▶ GIVEN DATA

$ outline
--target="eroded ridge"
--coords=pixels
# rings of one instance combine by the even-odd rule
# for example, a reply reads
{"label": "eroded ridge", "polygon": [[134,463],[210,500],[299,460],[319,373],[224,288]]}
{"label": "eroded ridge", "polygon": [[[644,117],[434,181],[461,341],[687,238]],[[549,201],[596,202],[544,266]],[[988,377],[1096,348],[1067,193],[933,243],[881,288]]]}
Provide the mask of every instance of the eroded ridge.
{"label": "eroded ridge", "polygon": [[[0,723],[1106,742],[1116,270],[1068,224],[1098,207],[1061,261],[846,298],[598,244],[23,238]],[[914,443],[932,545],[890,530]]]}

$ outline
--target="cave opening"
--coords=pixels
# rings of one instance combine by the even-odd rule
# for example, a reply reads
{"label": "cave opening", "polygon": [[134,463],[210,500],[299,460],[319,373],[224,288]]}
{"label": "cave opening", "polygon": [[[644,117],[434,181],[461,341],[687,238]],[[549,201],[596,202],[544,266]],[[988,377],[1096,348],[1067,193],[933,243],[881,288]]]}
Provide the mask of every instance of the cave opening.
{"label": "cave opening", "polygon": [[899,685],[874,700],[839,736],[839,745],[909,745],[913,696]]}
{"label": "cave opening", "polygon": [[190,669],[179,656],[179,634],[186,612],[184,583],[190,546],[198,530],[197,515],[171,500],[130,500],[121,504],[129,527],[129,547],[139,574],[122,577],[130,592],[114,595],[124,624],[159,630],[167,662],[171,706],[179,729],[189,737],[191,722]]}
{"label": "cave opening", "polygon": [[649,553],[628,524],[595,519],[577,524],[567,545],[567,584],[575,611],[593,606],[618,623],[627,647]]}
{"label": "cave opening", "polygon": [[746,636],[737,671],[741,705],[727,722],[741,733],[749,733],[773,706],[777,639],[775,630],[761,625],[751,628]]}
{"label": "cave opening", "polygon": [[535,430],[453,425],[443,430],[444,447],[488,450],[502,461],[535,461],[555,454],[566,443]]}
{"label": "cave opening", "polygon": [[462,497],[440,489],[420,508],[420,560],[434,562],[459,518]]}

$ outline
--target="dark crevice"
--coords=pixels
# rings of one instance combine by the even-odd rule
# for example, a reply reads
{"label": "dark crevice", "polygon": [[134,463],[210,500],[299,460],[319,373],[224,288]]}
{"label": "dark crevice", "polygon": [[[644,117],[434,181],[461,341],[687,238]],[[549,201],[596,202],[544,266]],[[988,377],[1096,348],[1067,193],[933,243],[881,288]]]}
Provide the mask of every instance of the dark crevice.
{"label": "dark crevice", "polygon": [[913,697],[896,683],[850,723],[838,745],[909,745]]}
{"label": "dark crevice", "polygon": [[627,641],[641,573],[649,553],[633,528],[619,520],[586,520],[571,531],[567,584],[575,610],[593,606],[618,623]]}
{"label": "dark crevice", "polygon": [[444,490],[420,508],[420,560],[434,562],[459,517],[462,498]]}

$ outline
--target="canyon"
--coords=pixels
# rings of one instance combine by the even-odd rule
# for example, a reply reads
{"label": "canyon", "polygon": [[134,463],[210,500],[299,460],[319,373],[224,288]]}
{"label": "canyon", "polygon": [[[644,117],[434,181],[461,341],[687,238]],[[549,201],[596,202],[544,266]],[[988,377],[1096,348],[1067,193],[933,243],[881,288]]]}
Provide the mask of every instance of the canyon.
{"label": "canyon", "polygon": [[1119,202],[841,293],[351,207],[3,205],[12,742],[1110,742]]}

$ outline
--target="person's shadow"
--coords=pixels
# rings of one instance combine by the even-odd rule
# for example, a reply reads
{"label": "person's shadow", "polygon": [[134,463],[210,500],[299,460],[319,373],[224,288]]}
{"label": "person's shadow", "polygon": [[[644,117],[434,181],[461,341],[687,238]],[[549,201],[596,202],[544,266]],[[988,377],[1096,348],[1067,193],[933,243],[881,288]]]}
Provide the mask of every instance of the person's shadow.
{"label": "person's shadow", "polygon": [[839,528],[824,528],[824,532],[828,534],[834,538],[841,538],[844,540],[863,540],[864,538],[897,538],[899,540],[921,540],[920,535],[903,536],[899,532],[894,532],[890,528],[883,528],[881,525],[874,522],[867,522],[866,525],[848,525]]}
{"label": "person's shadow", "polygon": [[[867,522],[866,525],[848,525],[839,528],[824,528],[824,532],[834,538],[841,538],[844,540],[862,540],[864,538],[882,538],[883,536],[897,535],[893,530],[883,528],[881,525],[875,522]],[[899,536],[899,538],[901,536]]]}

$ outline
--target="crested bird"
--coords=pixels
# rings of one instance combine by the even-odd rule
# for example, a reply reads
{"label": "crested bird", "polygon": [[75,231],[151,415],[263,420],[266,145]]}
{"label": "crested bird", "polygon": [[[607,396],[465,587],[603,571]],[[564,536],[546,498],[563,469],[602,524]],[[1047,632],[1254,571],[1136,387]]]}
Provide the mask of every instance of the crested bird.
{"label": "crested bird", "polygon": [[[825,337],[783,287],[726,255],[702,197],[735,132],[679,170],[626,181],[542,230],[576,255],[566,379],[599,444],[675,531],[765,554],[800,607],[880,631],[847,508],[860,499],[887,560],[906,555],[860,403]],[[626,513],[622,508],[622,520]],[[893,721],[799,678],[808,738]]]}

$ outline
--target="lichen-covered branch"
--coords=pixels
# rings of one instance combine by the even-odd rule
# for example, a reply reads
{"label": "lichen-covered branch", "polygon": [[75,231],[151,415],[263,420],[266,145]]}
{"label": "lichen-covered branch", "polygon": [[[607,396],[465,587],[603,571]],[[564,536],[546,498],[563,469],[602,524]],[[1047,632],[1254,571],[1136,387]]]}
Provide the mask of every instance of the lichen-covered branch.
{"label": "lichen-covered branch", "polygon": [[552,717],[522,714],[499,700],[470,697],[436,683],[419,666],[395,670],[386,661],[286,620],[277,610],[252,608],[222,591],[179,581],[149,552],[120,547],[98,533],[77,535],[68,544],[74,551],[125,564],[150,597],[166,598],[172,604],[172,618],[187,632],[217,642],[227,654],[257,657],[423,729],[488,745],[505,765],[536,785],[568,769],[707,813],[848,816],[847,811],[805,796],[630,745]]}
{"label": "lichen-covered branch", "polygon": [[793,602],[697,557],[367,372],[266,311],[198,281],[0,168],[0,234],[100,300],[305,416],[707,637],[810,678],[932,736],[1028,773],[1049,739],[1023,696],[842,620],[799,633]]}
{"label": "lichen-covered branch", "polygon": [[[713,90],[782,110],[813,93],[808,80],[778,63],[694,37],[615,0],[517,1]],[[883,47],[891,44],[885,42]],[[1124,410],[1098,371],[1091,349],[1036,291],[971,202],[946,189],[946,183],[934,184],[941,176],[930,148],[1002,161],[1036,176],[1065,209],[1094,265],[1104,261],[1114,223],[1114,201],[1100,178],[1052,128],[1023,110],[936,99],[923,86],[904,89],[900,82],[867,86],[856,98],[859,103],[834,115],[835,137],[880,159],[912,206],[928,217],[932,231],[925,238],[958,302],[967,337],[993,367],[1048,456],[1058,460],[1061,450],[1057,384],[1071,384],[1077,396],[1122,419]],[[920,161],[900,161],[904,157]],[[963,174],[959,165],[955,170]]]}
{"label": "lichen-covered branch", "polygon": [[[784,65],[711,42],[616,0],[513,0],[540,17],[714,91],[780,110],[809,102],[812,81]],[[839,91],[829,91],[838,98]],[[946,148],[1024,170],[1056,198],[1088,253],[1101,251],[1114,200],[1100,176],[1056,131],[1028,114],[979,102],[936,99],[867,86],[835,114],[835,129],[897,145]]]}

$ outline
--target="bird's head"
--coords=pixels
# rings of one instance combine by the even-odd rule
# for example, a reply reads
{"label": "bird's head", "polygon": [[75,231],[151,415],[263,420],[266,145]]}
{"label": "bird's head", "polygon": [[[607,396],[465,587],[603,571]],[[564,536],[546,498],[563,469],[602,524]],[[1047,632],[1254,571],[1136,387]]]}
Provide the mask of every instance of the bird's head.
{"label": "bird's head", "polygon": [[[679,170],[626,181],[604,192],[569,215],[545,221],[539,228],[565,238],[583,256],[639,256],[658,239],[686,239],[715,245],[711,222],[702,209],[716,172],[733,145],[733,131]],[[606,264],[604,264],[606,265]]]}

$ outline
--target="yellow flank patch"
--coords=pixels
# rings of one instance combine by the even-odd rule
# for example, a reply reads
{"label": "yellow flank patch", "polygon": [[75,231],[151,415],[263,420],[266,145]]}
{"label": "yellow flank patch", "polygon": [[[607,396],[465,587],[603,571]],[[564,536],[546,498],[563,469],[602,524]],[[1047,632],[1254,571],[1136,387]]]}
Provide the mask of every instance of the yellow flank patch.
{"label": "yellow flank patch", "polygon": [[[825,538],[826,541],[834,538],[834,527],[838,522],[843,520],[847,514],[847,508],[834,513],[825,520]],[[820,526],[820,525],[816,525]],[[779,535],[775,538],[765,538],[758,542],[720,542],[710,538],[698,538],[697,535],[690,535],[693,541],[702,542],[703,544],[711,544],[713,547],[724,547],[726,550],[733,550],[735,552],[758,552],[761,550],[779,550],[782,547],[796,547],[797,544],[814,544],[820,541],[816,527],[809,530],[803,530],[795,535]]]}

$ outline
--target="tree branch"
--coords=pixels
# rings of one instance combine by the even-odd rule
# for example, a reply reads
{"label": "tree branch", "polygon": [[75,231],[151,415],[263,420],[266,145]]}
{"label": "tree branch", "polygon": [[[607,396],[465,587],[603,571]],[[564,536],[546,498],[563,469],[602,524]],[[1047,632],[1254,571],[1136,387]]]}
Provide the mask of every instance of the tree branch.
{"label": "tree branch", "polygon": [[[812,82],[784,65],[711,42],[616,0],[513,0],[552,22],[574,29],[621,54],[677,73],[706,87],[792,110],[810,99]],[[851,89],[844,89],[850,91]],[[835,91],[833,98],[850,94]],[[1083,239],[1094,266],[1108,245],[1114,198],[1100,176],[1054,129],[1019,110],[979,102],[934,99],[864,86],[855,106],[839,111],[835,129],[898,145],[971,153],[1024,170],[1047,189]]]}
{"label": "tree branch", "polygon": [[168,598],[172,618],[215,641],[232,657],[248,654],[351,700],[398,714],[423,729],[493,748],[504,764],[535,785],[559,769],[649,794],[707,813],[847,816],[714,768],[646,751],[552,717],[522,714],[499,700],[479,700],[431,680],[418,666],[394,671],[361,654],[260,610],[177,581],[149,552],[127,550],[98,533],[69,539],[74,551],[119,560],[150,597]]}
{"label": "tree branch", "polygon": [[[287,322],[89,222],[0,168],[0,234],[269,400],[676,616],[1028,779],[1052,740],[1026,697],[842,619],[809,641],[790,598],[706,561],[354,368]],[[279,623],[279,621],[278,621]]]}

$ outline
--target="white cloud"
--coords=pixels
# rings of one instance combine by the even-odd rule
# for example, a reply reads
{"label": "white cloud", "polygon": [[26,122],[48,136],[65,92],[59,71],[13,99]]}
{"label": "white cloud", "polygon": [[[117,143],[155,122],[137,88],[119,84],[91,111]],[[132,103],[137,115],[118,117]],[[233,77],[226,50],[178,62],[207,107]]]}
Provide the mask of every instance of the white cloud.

▶ REQUIREMENT
Pull out each line of the listing above that contains the string "Provide". Only matches with the same uppercase and lowercase letters count.

▶ THE OUTPUT
Provide the mask of every instance of the eroded ridge.
Provide the mask of every instance of the cave opening.
Provide the mask of every instance of the dark crevice.
Provide the mask of every instance of the canyon.
Provide the mask of every instance of the person's shadow.
Provide the mask of every instance of the crested bird.
Provide the mask of every instance of the lichen-covered branch.
Provide the mask of every instance of the bird's head.
Provide the mask of every instance of the yellow flank patch.
Provide the mask of every instance of the tree branch.
Provide the mask of every instance of the white cloud.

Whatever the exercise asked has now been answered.